Object location annotation data
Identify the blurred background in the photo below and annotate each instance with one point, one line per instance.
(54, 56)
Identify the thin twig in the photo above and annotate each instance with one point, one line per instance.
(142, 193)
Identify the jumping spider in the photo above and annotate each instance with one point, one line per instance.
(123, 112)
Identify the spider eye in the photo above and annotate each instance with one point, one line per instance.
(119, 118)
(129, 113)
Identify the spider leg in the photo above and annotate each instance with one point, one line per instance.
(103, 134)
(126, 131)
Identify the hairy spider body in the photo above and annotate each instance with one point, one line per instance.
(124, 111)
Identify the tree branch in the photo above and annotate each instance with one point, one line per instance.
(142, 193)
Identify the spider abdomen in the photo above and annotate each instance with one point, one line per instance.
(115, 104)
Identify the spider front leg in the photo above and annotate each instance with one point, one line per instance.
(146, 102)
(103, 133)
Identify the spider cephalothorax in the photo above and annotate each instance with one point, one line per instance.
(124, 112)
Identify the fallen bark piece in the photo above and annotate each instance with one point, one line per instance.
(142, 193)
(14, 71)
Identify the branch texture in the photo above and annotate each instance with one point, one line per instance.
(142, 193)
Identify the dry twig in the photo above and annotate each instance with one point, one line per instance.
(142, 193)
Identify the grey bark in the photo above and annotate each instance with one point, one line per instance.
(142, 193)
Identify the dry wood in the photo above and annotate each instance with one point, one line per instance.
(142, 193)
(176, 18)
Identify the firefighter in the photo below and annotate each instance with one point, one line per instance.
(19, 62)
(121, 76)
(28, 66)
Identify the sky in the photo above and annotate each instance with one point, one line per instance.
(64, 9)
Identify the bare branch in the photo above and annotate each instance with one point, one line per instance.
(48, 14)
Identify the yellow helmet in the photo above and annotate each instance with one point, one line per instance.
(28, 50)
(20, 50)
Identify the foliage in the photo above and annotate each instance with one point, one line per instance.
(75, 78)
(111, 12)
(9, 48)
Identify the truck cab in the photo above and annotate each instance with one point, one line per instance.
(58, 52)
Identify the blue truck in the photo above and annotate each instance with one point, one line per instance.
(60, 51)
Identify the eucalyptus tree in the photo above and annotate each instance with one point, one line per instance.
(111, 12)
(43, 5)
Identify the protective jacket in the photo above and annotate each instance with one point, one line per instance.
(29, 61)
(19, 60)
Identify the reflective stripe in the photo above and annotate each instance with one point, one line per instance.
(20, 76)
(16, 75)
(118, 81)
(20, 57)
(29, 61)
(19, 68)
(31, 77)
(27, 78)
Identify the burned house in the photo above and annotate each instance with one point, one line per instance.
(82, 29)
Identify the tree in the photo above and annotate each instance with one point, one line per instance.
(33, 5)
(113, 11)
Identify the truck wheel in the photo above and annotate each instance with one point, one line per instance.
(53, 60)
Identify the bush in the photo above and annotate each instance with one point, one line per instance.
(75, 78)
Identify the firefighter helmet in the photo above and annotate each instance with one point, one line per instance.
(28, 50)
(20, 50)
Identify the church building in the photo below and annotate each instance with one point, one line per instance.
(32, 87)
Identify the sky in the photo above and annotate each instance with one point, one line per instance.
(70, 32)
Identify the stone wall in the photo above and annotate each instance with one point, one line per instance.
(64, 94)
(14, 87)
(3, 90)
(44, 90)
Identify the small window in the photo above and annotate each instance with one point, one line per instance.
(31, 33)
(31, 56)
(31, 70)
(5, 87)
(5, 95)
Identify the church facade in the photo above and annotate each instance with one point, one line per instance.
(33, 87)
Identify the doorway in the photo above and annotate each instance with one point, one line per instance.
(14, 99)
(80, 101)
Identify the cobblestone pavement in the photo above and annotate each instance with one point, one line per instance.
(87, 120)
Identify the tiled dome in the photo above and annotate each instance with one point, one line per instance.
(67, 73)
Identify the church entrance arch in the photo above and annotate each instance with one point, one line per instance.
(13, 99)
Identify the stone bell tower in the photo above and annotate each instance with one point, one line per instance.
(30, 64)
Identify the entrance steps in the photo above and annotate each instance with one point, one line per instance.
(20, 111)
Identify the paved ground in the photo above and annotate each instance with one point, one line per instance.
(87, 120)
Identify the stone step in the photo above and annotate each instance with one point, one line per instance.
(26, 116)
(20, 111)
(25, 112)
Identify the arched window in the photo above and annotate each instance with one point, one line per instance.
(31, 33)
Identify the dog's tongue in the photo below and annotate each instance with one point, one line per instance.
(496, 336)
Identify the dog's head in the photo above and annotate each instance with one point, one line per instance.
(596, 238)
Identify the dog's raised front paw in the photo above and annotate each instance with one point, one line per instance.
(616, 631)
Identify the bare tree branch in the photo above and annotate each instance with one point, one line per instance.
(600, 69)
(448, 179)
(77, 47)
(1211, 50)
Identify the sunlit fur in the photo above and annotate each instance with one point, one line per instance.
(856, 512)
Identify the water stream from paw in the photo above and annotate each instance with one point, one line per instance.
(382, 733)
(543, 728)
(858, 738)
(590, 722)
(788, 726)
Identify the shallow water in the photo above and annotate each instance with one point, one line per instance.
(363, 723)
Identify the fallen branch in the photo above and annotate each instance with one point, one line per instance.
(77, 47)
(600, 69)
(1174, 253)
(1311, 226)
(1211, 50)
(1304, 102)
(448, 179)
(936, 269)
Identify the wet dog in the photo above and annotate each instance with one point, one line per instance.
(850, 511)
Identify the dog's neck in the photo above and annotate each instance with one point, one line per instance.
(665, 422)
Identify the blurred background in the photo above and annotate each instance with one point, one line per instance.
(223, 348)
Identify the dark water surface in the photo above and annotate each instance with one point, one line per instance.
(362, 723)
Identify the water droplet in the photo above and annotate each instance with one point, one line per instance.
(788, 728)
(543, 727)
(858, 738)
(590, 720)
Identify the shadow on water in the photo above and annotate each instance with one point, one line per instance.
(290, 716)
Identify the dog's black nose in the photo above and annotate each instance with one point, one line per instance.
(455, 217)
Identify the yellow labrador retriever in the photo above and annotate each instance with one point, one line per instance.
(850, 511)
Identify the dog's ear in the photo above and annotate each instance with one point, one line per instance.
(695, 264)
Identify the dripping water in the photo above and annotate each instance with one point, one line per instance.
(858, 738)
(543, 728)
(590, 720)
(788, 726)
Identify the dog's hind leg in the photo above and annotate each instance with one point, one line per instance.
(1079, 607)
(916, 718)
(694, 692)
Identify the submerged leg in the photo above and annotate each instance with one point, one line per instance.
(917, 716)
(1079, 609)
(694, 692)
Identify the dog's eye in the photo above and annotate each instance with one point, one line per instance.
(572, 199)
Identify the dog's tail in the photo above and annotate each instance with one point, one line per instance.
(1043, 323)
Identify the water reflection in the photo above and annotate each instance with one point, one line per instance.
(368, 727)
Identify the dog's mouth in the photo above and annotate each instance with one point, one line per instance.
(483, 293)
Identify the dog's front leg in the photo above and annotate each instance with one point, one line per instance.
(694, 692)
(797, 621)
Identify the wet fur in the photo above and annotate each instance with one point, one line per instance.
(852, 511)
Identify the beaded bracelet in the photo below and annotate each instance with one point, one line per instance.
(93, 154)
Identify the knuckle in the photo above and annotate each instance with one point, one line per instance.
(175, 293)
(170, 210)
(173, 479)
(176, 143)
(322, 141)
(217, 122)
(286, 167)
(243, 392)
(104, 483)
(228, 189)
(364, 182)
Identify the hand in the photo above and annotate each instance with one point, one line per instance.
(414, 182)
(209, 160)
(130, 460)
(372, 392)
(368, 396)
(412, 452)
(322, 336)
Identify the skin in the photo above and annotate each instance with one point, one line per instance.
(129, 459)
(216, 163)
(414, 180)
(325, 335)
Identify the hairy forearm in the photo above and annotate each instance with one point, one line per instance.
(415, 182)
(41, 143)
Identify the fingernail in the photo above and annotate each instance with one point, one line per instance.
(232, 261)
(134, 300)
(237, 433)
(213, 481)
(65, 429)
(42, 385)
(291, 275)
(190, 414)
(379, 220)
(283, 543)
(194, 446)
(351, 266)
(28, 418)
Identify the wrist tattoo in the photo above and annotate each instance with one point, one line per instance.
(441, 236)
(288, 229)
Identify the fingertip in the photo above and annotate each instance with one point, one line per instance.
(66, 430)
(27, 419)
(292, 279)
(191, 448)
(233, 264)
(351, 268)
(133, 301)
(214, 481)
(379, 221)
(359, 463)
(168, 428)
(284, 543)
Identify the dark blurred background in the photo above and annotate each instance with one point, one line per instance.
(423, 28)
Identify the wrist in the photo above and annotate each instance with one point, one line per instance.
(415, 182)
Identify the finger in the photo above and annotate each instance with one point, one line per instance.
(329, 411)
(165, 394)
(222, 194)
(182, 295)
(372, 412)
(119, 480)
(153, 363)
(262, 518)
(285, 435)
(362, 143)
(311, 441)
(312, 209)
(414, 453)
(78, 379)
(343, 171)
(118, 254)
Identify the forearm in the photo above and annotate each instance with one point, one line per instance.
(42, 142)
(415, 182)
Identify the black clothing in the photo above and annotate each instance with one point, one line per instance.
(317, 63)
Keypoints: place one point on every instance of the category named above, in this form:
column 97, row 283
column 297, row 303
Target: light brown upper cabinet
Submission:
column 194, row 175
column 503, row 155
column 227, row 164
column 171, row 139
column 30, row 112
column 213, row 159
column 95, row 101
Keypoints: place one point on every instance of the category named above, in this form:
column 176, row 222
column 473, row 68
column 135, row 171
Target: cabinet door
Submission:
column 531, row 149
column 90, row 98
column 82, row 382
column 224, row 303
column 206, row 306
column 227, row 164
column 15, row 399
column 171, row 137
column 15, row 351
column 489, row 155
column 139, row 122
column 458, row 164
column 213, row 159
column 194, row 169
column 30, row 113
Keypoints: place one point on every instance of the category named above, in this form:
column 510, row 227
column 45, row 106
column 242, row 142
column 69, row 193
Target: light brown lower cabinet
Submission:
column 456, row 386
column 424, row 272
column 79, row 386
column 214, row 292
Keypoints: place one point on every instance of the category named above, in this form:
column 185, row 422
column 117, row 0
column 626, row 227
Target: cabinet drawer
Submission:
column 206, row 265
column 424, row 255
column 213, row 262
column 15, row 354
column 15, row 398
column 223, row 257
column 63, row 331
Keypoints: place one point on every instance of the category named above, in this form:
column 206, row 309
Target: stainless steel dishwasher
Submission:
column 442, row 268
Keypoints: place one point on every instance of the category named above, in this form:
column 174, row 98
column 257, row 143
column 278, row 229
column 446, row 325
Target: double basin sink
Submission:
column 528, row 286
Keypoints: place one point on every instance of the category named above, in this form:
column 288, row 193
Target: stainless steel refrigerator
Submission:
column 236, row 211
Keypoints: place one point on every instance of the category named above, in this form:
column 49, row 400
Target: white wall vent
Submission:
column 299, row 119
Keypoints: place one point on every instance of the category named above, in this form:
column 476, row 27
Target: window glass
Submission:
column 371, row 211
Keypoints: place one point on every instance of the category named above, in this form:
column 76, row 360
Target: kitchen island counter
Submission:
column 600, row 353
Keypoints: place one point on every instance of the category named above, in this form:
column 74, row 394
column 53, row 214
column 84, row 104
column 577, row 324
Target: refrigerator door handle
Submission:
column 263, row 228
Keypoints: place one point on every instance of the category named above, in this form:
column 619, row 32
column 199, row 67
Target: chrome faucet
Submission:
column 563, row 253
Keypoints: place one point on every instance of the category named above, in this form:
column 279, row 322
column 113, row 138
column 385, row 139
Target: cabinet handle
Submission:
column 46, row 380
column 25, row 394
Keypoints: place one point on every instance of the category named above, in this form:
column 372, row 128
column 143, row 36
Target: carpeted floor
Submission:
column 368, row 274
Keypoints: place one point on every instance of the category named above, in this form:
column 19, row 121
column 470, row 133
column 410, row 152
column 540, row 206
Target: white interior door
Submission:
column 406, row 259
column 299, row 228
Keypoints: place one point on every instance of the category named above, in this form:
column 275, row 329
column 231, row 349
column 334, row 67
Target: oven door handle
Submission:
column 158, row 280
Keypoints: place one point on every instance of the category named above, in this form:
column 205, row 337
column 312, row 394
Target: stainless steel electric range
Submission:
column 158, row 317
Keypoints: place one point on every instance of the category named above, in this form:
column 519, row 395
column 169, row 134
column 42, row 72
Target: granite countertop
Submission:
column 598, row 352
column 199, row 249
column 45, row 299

WHAT IS ASKED: Please extract every line above that contains the string "steel", copying each one in full.

COMPLETE OUTPUT:
Target: stainless steel dishwasher
Target: stainless steel refrigerator
Target: stainless steel electric range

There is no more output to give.